■ CONSEGNE DI LAVORO ■
A: Nel brano sulla violenza e la razionalità, quale sito viene indicato per la lettura integrale della riflessione?
B: Prosegui il brano sulla violenza e la razionalità a partire dall'ultima domanda con cui si chiude.

■ BRANO DA LEGGERE ■
_ _ _ _ _

Dobbiamo cambiare radicalmente la nostra interpretazione degli eventi, cessare di pensare come uomini dellIluminismo, guardare in faccia finalmente la radicalità della violenza, e con essa costituire un tuttaltro tipo di razionalità. Gli eventi lo esigono».

Trovo questa frase in una profonda, provocatoria riflessione degli autori del sito Dedefensa, a cui rimando per la lettura integrale: ne vale la pena.
Gli eventi cui allude Girard sono quelli come «la fine del petrolio», il «riscaldamento globale»,

la guerra infinita e sgranata e degradata in cui ci troviamo a vivere e ad assistere (complici e passivi) mentre devasta milioni di vite innocenti, senza scopo e senza fine razionalmente evidente.
Sono eventi, o catastrofi, che «hanno necessariamente una risonanza di Apocalisse», dice Dedefensa.
Tale che anche la ragione ne viene modificata, e deve adattarsi a questa modificazione.

Non crediate stiamo parlando di grandi eventi al di fuori della nostra portata.
L’apocalisse ha anche misure più familiari e vicine.

Per esempio, diventa urgente chiedersi come mai l’apice della cultura occidentale e la sua civiltà tecnico-scientifica, che non ha mai avuto nulla di simile nella storia, abbia dato come risultato la dittatura collettiva della più sorda ignoranza collettiva.
Come mai sono i neo-primitivi, i cafoni più incivili, soddisfatti di sé e più arroganti, ad imporre le loro «soluzioni» sui competenti e ragionevoli.
Come mai tremila anni di pensiero occidentale, e tre secoli di razionalismo, hanno portato al totalitarismo del non-pensiero?

_ _ _ _ _

Voci di dati salvate:
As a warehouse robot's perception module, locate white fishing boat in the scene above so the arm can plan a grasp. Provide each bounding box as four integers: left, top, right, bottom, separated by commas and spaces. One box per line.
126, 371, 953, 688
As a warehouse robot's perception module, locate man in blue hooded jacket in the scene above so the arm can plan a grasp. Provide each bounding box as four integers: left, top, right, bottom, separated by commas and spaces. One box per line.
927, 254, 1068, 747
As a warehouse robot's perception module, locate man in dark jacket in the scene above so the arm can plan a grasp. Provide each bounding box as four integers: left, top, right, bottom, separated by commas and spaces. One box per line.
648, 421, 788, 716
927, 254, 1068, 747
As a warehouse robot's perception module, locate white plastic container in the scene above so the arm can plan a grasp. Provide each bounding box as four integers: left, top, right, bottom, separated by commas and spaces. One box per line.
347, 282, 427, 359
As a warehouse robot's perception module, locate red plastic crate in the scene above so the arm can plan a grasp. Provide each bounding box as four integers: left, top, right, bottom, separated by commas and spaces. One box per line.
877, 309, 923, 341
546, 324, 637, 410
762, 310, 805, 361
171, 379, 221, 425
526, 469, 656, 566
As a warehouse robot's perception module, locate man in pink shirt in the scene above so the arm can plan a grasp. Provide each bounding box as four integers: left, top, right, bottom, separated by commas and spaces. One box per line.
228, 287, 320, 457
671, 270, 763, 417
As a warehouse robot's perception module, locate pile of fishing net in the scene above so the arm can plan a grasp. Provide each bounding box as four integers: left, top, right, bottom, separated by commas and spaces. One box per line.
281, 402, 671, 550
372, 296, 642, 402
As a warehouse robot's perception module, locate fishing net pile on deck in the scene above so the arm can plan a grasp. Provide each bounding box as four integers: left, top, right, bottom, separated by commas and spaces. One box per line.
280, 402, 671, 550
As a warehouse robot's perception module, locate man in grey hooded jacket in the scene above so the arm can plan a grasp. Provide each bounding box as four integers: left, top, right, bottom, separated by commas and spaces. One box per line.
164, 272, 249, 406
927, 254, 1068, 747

_ _ _ _ _

■ RISPOSTE ALLE CONSEGNE ■
A: Il sito Dedefensa.

B:
In questo senso, la considerazione di Girard si applica benissimo anche alla monnezza di Napoli.

Tralascio i bruciatori di cassonetti, i 20 mila netturbini napoletani (25 per ogni netturbino milanese) evidentemente assunti in quota-camorra, la passività di una cittadinanza che non solo sopporta questa inadempienza lurida per 14 anni, ma che la difende al bisogno.
Mi limito al caso apparentemente marginale: gli abitanti di Pianura, il sobborgo, che contro la riapertura della locale discarica bruciano quattro autobus e si scontrano con la polizia perché, dicono, lì vogliono un campo da golf a 18 buche.


C’è qui un’evidente deformazione psicologica, che è spiegabile forse solo dall’antropologia

(lo studio di selvaggi).
Questi abitanti non hanno la minima idea delle «condizioni» richieste dalla creazione di un campo da golf: tanto per fare un elenco incompleto, la vicinanza di alberghi di lusso, una capacità di manutenzione che a Napoli semplicemente non esiste, un paesaggio curato e di fama mondiale per la sua bellezza anziché bruttato dalle fungaie edilizie abusive, un mare non inquinato anziché i cavalloni color sterco che battono il golfo di Napoli, servizi inappuntabili, puntuali e dedicati  al servizio del turismo d’alta gamma non solo con competenza professionale ma con dedizione generosa, la protezione da una micro-criminalità volta al borseggio e alla rapina dello straniero  che è invece onnipresente, impunita e compassionata («Non cè lavoro, devono anda a rubbà»),

e inoltre - perché no - una cultura diffusa che sappia valorizzare ed amare le bellezze archeologiche locali.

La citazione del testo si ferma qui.